WORUM ES GEHT: Schreibe den Artikel über die Ausstellung „Durch Mauern gehen“ im Anschluss an seinen letzten Satz weiter.

Schau über die Macht alter und neuer Mauern
13. September 2019Mauern sind abweisend. Mauern trennen. Mauern sollen politisch einschüchtern, wie der von US-Präsident Trump populistisch postulierte Grenzzaun zu Mexiko. Und Mauern können den Tod bringen, wie die Berliner Mauer, an der mehr als 140 Menschen ums Leben kamen, meistens durch gezielte Todesschüsse der DDR-Grenztruppen.
Mauern als monströse Ungeheuer
Das Monströse und zutiefst Unmenschliche von Mauern hat immer wieder Künstler herausgefordert und zu harten Anklagen getrieben. Doch es gab auch Aktionen wie die der ersten "Mauermaler" Thierry Noir und Kiddy Citny, die noch in den 1980-er Jahren "Berlin mit Kunst einschließen" wollten und der Mauer damit - gewollt oder ungewollt - etwas Menschliches einhauchten.
Auch in der jetzt eröffneten Ausstellung"Durch Mauern gehen" ist diese Ambivalenz zu spüren. Zum 30. Jahrestag der Öffnung der Berliner Mauer halten sich Jubel und Weltzuversicht, die der Mauerfall als Weltereignis auslöste, in Grenzen. Anstelle des Endes der Geschichte, wie es damals der amerikanische Politologe Francis Fukuyama mit dem Sieg des politischen Liberalismus eingeläutet sah, nehmen viele Menschen genau das Gegenteil wahr: eine fortgesetzte Geschichte der Spaltung, die Populisten unbeirrt vorantreiben, weil sie davon profitieren.
Diese pessimistische Weltsicht wird in vielen Arbeiten deutlich, in denen sich 28 Künstler in grundsätzlicher Weise mit der physischen Präsenz von Mauern und den Folgen für die betroffenen Menschen auseinandersetzen. Und dennoch: Immer wieder geht es auch darum, wie Teilung und Spaltung überwunden werden können.

[Datensätze aus einer Datensammlung]

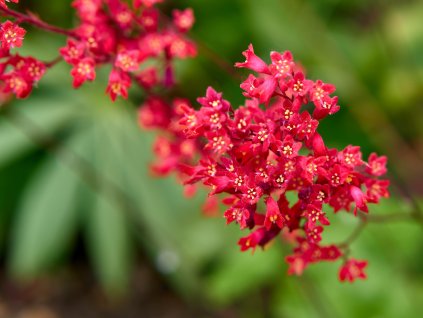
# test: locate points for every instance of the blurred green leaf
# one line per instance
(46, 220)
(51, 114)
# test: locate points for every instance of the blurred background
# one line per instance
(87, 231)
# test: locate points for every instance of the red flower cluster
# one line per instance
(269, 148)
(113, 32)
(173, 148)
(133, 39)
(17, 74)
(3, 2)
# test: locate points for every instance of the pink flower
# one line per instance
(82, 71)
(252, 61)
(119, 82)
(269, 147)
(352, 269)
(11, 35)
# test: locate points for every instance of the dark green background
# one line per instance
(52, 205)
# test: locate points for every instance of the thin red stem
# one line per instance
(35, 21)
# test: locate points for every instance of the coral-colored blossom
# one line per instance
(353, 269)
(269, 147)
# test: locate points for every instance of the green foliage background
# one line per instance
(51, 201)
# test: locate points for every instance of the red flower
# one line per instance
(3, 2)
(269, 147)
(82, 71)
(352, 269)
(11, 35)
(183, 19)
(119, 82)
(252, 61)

...

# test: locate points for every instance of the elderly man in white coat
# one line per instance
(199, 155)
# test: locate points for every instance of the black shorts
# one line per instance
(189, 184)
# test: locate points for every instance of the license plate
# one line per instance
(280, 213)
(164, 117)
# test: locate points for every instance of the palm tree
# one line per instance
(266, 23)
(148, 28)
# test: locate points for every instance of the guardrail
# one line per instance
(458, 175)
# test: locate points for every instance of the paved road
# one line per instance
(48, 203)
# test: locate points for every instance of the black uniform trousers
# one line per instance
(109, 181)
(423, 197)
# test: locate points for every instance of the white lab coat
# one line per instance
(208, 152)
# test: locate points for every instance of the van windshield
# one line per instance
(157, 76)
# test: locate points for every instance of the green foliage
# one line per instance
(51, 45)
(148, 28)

AUSGABE FOLGT:
Empathie und Emotionen
Dass die beteiligten Künstler deswegen nicht gleich hoffnungslose Optimisten sind, stellt Kurator Till Fellrath gegenüber der DW klar: "Alle Künstler haben persönlich mit Mauern oder Grenzen in irgendeiner Form gelebt. Die Kraft der Kunst liegt darin, dass man Empathie entwickeln kann." Man könne die Welt vielleicht nicht verändern. Aber jeder sollte sich anstrengen, Empathie zu entwickeln und auch einmal einen anderen Blickwinkel einzunehmen, fügt Fellrath erklärend hinzu.
Eine schon im Vorfeld vieldiskutierte Arbeit des in Rio lebenden José Bechara führt das exemplarisch vor. In "Ok, Ok Lets Talk" hat er 50 Holztische miteinander verbunden. Stellenweise lässt er abfallende Flächen ins Leere laufen. An zwei Stellen ragen leere Stuhllehnen nach oben. Stehen sie für Brüche und Grenzen von Kommunikation, oder eher für den Versuch eines Dialogs? Die Frage kann sich jeder selber beantworten.
Schon eindeutiger ist da die Filmprojektion "Shadow Play" (unser Artikelbild), die Asylbewerber in der Schweiz zeigt. Der in New York lebende Javier Téllez hat mit ihnen als Hauptdarstellern ein Schattenspiel kreiert, lässt sie mit ihren Händen Geschichten von Vertreibung und Ausgrenzung erzählen. Plötzlich ist dann "La Main" ("Die Hand", 1947) zu sehen, eine Skulptur von Alberto Giacometti, die dieser aus der Weltkriegs-Erinnerung an seine Flucht aus Paris heraus schuf. Entwurzelung und Gewalt als überzeitliche Erfahrung - und Bedrohung.
Bedrohliche Ohrfeigen
Auf andere Weise gehen in einer Video-Endlosschleife aus der 1977 produzierten Performance "Light/Dark" Marina Abramovic und Ulay in die Konfrontation. Das Paar ohrfeigt sich abwechselnd und ohne Unterbrechung. Unfähig zu Kommunikation und Kompromissen beharren beide auf ihrem Standpunkt, rennen gegen die unsichtbare Wand des jeweils anderen.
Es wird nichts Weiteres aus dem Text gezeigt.